Show the lines below that contain the string "calm".

====== INPUT DATA ======

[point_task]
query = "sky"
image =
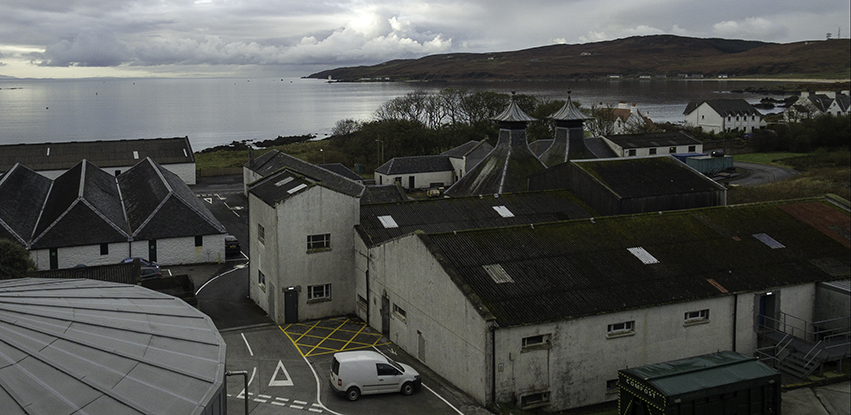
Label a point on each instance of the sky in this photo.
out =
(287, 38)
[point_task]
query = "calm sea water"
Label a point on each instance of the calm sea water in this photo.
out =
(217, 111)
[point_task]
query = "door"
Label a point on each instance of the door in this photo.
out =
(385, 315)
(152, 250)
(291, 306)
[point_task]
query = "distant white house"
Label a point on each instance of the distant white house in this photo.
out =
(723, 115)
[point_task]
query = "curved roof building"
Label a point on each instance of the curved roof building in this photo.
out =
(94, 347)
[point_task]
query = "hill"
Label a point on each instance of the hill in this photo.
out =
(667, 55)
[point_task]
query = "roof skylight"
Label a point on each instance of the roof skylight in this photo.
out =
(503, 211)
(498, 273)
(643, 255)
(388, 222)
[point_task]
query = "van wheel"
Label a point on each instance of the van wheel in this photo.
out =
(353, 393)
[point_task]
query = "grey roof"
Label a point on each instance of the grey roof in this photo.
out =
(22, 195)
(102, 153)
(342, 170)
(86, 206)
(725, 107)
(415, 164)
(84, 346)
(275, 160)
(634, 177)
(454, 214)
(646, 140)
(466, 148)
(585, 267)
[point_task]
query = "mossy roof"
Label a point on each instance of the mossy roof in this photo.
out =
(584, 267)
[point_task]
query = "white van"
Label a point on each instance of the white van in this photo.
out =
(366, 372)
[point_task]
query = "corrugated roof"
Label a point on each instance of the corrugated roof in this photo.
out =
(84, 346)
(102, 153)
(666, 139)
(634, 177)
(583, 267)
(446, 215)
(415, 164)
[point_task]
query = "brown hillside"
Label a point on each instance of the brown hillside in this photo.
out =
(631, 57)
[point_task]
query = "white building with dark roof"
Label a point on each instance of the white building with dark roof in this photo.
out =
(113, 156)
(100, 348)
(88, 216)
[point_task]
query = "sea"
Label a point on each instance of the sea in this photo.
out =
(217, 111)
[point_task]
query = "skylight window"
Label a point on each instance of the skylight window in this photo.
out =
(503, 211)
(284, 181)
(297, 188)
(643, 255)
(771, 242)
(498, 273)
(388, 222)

======

» **EXPECTED OUTPUT**
query = "calm sea water"
Label a point on each instance of the calm sea water in this photo.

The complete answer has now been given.